Location labeling items
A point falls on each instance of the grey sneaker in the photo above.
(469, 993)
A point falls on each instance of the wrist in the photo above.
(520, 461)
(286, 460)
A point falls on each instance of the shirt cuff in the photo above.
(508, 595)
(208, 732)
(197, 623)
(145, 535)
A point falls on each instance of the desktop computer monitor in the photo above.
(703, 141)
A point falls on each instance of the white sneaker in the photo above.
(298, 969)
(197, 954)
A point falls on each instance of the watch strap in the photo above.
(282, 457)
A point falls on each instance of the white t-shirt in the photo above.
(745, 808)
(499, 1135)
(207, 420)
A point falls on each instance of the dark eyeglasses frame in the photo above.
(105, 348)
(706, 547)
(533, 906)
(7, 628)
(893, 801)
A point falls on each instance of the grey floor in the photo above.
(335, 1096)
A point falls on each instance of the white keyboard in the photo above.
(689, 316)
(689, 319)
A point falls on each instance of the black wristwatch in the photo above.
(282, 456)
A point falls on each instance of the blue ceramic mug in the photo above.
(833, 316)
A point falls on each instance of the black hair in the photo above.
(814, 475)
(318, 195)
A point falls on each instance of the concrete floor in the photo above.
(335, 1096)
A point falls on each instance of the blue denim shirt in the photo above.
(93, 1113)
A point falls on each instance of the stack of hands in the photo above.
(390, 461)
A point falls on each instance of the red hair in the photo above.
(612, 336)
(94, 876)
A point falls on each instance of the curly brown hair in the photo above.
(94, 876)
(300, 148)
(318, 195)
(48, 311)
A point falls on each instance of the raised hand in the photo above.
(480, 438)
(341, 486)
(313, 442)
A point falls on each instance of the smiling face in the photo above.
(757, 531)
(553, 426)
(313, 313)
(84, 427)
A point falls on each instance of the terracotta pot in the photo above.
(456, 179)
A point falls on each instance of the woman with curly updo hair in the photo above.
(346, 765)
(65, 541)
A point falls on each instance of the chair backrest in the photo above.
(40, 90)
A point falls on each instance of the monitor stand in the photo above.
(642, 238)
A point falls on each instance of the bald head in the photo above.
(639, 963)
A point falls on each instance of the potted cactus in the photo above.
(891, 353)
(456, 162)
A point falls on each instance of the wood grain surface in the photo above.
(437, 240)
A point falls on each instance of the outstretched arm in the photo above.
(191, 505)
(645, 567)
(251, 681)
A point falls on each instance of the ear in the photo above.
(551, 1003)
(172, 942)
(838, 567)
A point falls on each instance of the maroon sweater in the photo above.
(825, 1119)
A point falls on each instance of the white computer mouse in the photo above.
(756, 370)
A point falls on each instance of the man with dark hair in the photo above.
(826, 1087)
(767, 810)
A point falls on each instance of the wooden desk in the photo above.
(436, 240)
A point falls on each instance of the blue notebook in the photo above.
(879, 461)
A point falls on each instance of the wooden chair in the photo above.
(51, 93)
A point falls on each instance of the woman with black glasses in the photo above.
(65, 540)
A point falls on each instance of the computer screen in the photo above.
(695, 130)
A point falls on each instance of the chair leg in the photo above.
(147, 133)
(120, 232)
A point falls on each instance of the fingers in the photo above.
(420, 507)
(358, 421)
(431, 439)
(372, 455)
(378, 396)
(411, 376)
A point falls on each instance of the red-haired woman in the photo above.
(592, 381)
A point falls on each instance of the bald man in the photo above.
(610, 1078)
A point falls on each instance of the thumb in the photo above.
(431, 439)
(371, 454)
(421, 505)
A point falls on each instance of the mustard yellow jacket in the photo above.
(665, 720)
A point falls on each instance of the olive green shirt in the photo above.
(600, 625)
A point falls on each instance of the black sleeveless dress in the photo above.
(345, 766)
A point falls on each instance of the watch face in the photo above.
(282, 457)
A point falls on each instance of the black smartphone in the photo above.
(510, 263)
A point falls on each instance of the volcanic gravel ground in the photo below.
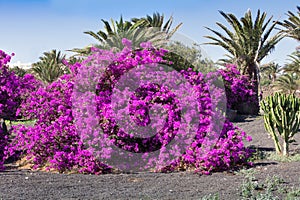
(26, 184)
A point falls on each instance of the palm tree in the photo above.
(286, 83)
(18, 71)
(50, 67)
(157, 21)
(294, 66)
(137, 30)
(271, 70)
(247, 43)
(292, 25)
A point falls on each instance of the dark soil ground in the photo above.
(26, 184)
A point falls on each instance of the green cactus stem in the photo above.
(281, 119)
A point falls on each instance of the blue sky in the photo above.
(29, 28)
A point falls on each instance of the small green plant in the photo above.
(211, 197)
(280, 158)
(254, 190)
(293, 194)
(281, 113)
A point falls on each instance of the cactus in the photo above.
(281, 113)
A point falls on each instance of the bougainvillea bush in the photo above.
(94, 119)
(13, 90)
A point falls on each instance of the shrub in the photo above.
(80, 117)
(14, 90)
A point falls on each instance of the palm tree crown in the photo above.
(292, 25)
(50, 67)
(248, 42)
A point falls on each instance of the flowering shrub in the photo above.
(85, 124)
(13, 90)
(238, 87)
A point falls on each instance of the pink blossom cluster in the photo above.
(82, 118)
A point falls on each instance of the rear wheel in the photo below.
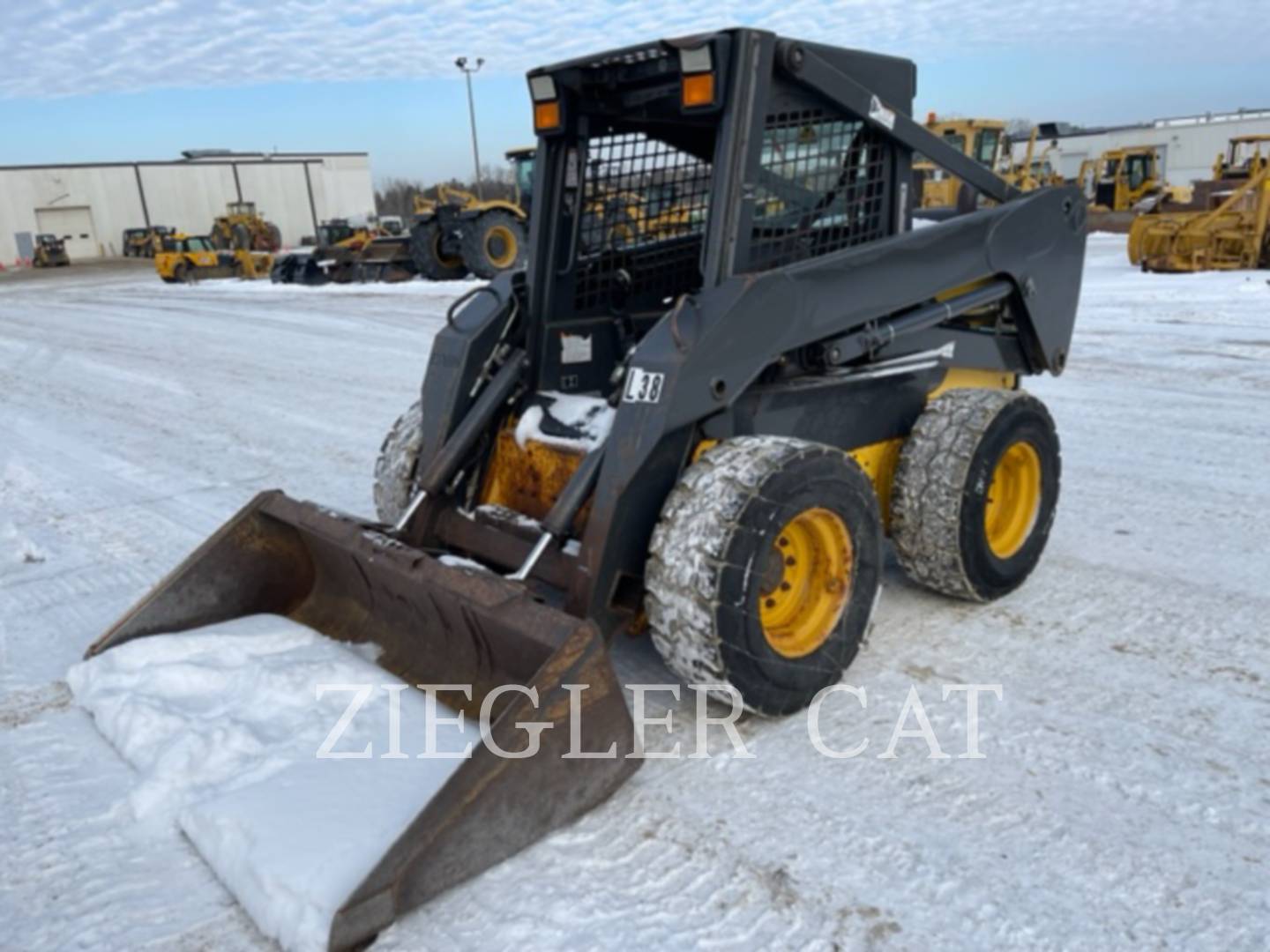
(764, 570)
(975, 492)
(493, 242)
(427, 249)
(397, 465)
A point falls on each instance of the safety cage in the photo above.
(641, 195)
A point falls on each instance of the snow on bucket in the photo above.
(219, 712)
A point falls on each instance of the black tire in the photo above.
(280, 271)
(397, 465)
(426, 250)
(728, 514)
(941, 493)
(493, 242)
(967, 199)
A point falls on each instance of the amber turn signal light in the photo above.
(546, 115)
(698, 89)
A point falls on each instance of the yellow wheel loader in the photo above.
(244, 228)
(458, 234)
(49, 251)
(706, 435)
(188, 258)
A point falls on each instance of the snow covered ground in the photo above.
(1124, 798)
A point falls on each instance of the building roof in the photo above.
(1065, 130)
(201, 156)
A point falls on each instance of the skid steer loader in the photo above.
(700, 435)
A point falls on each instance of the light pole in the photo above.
(461, 63)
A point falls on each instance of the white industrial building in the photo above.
(1186, 145)
(94, 202)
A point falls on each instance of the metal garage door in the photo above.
(75, 225)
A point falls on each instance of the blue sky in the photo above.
(93, 80)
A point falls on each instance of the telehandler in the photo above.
(185, 258)
(705, 435)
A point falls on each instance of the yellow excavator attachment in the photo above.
(1231, 236)
(435, 623)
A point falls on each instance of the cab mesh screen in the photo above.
(822, 187)
(643, 215)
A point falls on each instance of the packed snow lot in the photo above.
(1124, 799)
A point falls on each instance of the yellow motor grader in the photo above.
(1123, 183)
(943, 193)
(1034, 170)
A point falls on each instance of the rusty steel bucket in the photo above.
(436, 625)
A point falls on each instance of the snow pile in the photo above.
(224, 726)
(569, 421)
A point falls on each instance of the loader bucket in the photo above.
(436, 625)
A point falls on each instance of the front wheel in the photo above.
(493, 242)
(975, 493)
(764, 570)
(430, 254)
(397, 465)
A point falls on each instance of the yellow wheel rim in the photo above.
(501, 238)
(1013, 499)
(800, 606)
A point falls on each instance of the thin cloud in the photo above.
(71, 48)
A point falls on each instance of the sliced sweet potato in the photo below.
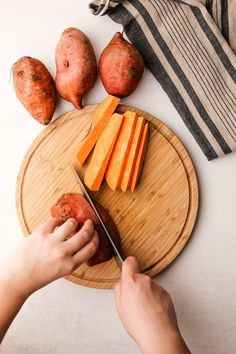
(102, 152)
(132, 156)
(119, 155)
(100, 119)
(140, 158)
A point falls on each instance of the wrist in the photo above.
(164, 341)
(13, 287)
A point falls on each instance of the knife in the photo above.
(117, 254)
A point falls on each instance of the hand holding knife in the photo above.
(117, 254)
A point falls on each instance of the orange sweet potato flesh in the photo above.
(132, 156)
(35, 88)
(76, 66)
(140, 158)
(103, 149)
(120, 152)
(101, 117)
(73, 205)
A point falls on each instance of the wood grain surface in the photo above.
(155, 221)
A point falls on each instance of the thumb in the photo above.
(130, 267)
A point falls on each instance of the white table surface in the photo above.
(64, 318)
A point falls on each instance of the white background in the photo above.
(64, 318)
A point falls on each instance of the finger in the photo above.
(117, 294)
(85, 253)
(79, 240)
(49, 225)
(130, 267)
(66, 229)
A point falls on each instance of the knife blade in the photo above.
(117, 254)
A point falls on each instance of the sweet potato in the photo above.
(121, 67)
(76, 66)
(72, 205)
(35, 88)
(140, 158)
(132, 156)
(120, 152)
(103, 149)
(100, 119)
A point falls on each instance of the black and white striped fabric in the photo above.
(189, 47)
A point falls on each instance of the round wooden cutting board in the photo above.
(155, 221)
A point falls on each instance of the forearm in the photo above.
(11, 302)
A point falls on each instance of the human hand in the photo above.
(47, 254)
(147, 312)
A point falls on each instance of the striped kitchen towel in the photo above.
(189, 47)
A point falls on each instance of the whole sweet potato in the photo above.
(72, 205)
(35, 88)
(121, 67)
(76, 66)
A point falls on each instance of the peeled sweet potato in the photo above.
(72, 205)
(102, 152)
(121, 67)
(35, 88)
(101, 117)
(76, 66)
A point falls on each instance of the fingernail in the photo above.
(73, 222)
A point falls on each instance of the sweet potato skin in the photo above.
(72, 205)
(76, 67)
(120, 66)
(35, 88)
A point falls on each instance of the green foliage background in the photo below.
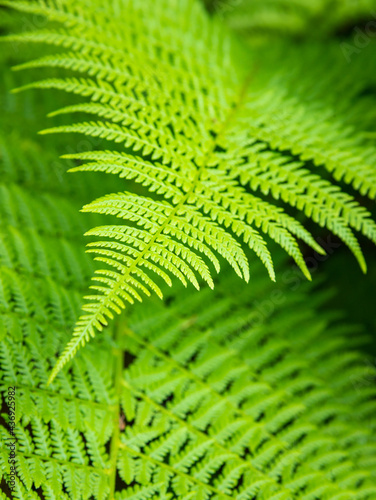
(251, 391)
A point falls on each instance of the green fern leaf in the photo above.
(214, 130)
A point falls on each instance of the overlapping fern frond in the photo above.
(214, 131)
(298, 18)
(217, 395)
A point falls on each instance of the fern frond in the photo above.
(214, 403)
(214, 130)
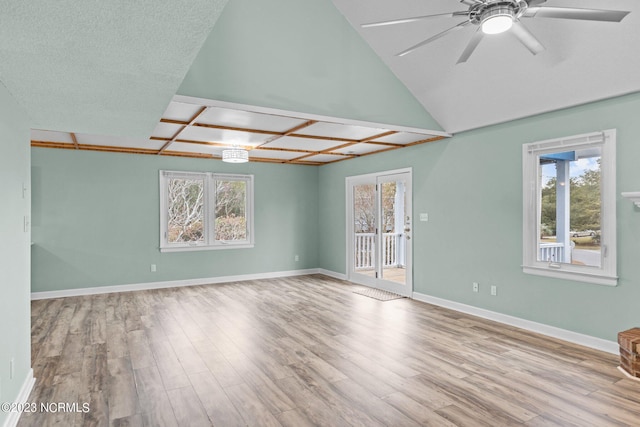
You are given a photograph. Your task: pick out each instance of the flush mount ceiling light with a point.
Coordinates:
(235, 155)
(498, 16)
(497, 20)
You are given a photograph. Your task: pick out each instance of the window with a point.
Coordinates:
(569, 217)
(200, 211)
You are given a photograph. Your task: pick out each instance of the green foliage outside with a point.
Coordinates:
(585, 203)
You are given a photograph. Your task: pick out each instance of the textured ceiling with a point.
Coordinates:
(102, 67)
(583, 61)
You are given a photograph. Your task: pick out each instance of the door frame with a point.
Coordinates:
(374, 282)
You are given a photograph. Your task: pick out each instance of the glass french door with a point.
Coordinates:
(379, 235)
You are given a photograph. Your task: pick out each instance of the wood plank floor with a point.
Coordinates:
(308, 351)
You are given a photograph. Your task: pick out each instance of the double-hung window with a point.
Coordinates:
(203, 210)
(569, 210)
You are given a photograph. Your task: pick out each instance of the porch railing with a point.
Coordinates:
(365, 250)
(551, 252)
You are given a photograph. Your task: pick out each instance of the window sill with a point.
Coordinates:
(597, 279)
(205, 248)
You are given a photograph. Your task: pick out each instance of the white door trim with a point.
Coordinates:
(372, 178)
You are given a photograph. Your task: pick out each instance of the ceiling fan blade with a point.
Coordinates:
(575, 13)
(473, 43)
(430, 39)
(526, 38)
(413, 19)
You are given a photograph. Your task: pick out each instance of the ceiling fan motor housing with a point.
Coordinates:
(480, 12)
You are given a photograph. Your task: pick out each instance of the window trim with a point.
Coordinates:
(209, 243)
(607, 273)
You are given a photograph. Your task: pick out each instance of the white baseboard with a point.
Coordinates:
(551, 331)
(333, 274)
(169, 284)
(25, 391)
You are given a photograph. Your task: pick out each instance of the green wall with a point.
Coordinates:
(471, 185)
(299, 55)
(15, 342)
(96, 221)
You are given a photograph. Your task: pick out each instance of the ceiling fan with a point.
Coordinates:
(498, 16)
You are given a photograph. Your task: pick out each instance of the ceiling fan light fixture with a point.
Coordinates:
(235, 155)
(497, 20)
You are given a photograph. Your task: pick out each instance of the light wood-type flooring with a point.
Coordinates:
(308, 351)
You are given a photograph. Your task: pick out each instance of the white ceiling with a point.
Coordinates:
(107, 67)
(194, 127)
(584, 61)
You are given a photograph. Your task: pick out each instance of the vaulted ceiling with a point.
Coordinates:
(584, 61)
(112, 69)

**INSTRUCTIONS FOR THE TASK:**
Edit the items from the line with "white ceiling with a point." through the end of the items, changing "vaulted ceiling" to "sloped ceiling" and leaving everything else unchanged.

**COMPLETE OUTPUT:**
You are given a photograph. Your task: pick out each instance of the white ceiling with a point.
Coordinates:
(107, 67)
(194, 127)
(584, 61)
You are given a photograph. Your task: pick out each instance of the sloped ceiling with a point.
Coordinates:
(584, 61)
(112, 69)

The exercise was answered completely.